### COMPLETE THE FOLLOWING:
a) Answer these questions from the email on bidirectional text, labeling each answer (i), (ii), (iii):
(i) Which part of the Working Draft repeats the claim about Arabic letters and digits?
(ii) What does "72" become in French when spoken?
(iii) How can "70" be read in English?
b) Copy part of the email on bidirectional text, switching "misgiving" to "reservation". Begin at the words that contain "I read with" and stop after "directionality are mixed).".
c) In the email on bidirectional text, shorten the paragraph that begins "My misgiving is more specific" and keep its main facts.

### PAGE EXCERPT:
※

From: Tim Moore <fctmoore@hkusua.hku.hk>
Date: Mon, 29 Jan 2001 16:31:22 +0800
Message-ID: <3A752A53.618BAD47@hkusua.hku.hk>
To: www-i18n-comments@w3.org
CC: fctmoore@hkusua.hku.hk
Dear Colleagues,

   I read with interest the Working Draft on Character Model.  I have
one misgiving to do with "bidirectional text".  Clearly,
bidirectionality occurs and must be appropriately handled (most
obviously when scripts with different directionality are mixed).
   My misgiving is more specific (and rather pedantic).  It concerns the
commonly made claim (repeated in Appendix A example A.6) that, in Arabic
script, letters are written right-to-left, while digits are written
left-to-right.  This is a dubious claim, since there is not a clear
basis to determine the "directionality" of digits in a decimal number.
   For instance, consider "62".  Conventionally, in European languages,
this is of course spoken from left to right (and the most significant
digit comes first).  But even in European languages, correspondances are
not always so straightforward, so that "72" in French becomes "sixty
twelve" [soixante douze] when spoken, and in English, "70" can be read
"three score and ten".  It is true that in Arabic the most significant
digit is also placed to the left, but this is a mere convention, so that
it does not follow that the number is "written from left-to-right".

※

### DATA EXCERPTS:
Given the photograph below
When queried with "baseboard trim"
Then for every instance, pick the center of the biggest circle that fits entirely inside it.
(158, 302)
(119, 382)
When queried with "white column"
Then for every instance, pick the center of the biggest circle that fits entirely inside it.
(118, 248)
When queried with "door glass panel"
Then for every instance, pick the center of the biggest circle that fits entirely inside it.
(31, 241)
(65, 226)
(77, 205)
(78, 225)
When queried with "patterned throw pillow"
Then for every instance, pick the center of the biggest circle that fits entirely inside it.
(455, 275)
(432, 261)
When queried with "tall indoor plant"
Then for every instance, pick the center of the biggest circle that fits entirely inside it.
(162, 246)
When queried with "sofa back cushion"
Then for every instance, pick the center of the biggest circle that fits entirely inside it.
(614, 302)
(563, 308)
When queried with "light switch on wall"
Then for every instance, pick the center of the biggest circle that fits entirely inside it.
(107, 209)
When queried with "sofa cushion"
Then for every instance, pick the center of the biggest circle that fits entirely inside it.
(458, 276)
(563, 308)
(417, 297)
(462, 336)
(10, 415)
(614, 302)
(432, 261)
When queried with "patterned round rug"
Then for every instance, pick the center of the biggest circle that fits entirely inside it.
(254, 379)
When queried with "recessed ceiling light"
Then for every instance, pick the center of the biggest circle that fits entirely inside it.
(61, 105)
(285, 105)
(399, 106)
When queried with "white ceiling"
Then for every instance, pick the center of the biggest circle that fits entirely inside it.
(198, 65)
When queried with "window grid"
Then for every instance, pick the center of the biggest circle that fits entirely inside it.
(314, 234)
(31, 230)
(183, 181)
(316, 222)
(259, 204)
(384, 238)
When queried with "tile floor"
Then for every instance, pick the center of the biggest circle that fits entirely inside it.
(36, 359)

※

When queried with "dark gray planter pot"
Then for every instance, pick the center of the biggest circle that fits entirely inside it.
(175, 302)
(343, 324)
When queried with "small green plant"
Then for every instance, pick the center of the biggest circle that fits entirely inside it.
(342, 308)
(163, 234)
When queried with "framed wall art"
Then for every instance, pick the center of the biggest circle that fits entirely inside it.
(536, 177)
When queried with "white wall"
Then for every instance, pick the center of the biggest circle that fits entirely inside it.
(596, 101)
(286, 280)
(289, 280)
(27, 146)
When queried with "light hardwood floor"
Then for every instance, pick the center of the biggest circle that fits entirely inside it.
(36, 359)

※

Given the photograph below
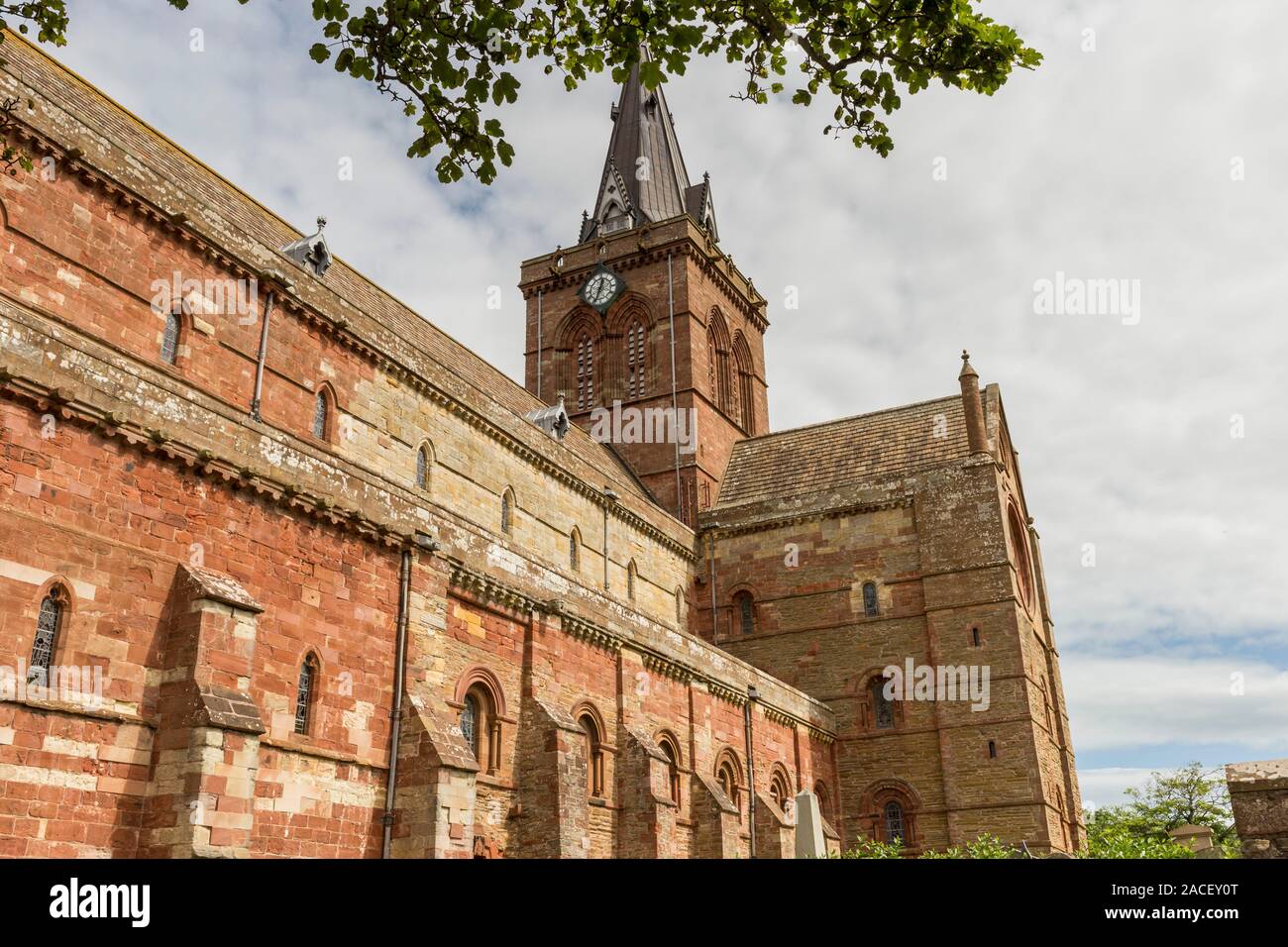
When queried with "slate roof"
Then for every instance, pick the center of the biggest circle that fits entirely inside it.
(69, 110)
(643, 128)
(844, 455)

※

### ANSWERS IN ORDER:
a)
(i) Appendix A example A.6
(ii) "sixty twelve" [soixante douze]
(iii) "three score and ten"

b)
I read with interest the Working Draft on Character Model.  I have
one reservation to do with "bidirectional text".  Clearly,
bidirectionality occurs and must be appropriately handled (most
obviously when scripts with different directionality are mixed).

c) The concern is narrow and admittedly pedantic. It targets the common claim, repeated in Appendix A example A.6, that in Arabic script letters are written right-to-left while digits are written left-to-right. The claim is dubious because there is no clear basis for deciding the "directionality" of digits in a decimal number.